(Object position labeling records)
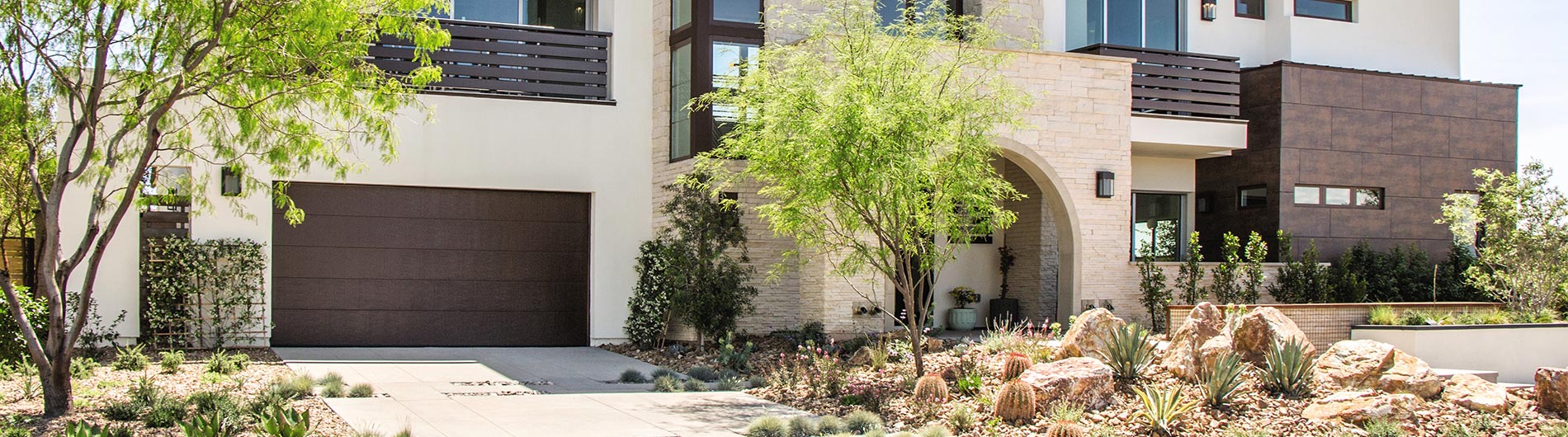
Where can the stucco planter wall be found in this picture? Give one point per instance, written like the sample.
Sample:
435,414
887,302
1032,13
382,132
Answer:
1514,351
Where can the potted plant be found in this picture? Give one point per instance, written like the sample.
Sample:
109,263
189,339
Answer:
1004,309
961,317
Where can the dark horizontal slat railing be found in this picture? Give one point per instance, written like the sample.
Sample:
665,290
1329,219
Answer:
1179,83
510,62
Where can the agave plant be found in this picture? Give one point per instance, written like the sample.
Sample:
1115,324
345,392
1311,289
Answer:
1289,369
1222,379
284,423
1129,351
1164,407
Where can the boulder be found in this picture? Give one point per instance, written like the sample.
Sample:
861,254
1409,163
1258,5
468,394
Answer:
1259,329
1367,364
1551,390
1476,393
1089,336
1183,356
1078,381
1362,406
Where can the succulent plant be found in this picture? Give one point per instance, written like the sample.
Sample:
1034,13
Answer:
932,388
1015,402
1015,365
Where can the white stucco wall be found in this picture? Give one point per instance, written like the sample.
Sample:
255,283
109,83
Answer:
482,143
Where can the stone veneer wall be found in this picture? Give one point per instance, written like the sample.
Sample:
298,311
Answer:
1330,323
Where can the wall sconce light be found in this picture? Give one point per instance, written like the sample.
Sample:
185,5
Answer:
231,182
1104,184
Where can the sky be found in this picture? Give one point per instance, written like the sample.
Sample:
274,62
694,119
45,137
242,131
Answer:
1521,43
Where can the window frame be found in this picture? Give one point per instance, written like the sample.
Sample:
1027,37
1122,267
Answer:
1348,5
1322,196
1240,200
1261,13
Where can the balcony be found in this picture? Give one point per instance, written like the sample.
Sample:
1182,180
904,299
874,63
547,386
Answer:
1179,83
498,60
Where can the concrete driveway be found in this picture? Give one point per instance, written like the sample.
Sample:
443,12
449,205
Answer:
460,392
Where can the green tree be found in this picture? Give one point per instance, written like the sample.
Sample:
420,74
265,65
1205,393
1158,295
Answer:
869,141
1191,273
1523,223
109,92
1156,296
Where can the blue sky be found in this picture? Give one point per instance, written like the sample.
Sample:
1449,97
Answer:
1523,43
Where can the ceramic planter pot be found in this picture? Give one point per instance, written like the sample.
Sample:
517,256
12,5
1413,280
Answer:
961,318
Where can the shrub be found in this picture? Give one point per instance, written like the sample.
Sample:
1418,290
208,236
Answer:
801,426
1129,351
1381,315
361,390
930,389
1162,407
767,426
1287,369
284,423
862,421
632,376
130,358
961,419
1222,379
172,360
667,384
125,411
1383,428
1015,402
1015,365
705,374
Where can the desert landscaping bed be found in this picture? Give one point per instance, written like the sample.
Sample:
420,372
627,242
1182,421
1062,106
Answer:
259,374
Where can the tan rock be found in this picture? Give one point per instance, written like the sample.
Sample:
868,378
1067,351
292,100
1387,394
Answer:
1476,393
1551,389
1183,356
1079,381
1362,406
1367,364
1089,336
1259,329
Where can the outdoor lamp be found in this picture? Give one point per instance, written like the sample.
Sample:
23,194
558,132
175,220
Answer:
1104,184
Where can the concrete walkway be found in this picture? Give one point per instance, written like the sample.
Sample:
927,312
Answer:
460,392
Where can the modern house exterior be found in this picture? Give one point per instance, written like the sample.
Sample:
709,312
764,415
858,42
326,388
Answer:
515,215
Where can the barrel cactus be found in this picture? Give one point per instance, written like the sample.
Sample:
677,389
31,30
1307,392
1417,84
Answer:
1015,402
930,388
1015,365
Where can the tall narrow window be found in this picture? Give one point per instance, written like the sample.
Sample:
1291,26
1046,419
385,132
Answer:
1158,223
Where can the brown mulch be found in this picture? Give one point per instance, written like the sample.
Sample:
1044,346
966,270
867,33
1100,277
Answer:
111,386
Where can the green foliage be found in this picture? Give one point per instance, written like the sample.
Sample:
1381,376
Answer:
1287,370
1222,379
284,423
172,360
1383,428
862,421
1162,409
767,426
1151,280
1191,273
1223,285
1254,268
1301,280
1129,351
361,390
1523,224
869,140
130,358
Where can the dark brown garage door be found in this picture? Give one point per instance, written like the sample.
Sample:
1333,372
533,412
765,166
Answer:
430,266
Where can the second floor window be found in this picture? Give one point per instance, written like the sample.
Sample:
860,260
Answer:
548,13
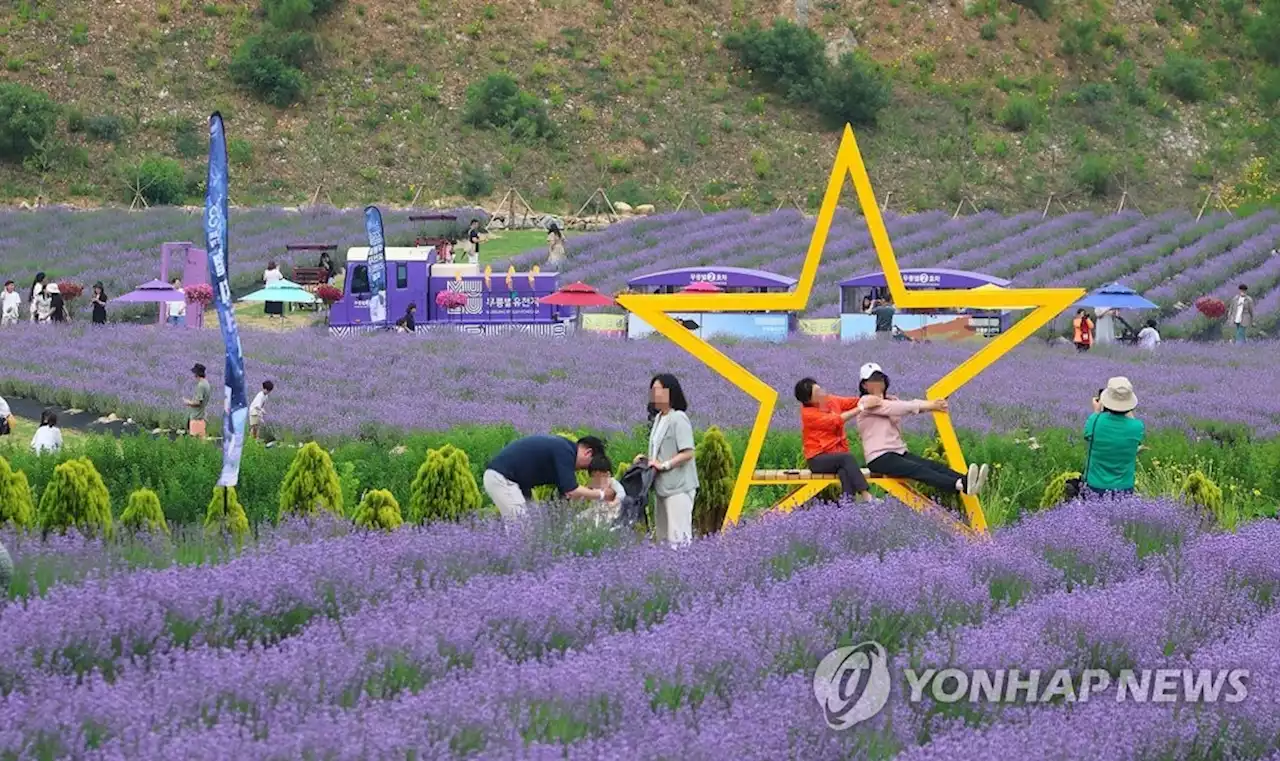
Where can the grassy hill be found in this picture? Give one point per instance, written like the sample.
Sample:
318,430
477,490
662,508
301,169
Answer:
990,101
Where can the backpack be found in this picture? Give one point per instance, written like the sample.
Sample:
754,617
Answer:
636,481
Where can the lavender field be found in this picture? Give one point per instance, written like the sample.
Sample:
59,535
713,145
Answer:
1171,257
334,388
472,641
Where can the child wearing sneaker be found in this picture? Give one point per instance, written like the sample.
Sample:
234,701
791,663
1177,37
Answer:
881,430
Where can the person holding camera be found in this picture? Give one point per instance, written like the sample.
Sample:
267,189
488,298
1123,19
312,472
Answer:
1112,435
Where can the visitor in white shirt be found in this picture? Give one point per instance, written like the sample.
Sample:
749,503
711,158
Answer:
49,436
177,310
10,301
1148,337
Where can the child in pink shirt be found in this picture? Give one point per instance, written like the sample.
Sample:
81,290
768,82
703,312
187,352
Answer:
880,425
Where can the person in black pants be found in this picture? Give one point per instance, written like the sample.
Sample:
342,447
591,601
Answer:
822,432
880,423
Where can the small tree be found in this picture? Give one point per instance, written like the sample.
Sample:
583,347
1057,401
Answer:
444,487
379,509
311,484
225,514
76,498
716,473
144,513
17,505
1055,493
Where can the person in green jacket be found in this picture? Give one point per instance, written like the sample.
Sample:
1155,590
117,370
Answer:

**Task instructions**
Rewrite the records from the line with "Where can the person holding" to the end of the records, changing "small tree" to "young tree" and leaving everything else as it is.

**Solution**
Where can the person holding camera be found in this picture? Give one point per instance, written like the sample.
Sample:
267,189
488,298
1123,19
312,472
Answer:
1112,435
Where can the visitor in white shirt be found in this picture? Give one point per instance, written like the sample.
Sample:
749,503
711,158
Answer:
49,436
177,310
10,301
1148,337
Where can the child in pink shirt be found in this picture? Give one point per instance, written like the sample.
Sample:
81,290
768,82
703,312
187,352
Answer:
880,425
Where can the person in black pants be found in this picture? Give one point per instance, written like the sample.
Sample:
342,447
591,601
Answer:
822,432
880,423
Where can the young tree be found in this picture? Give one point per instance, written like the sample.
Sample:
583,347
1057,401
Answer:
444,487
379,509
311,484
225,514
76,498
716,473
144,513
17,505
1055,493
Where can the person in green jacket be found in this picture? Give one point per instance, written like the sample.
Sample:
1155,590
117,370
Answer:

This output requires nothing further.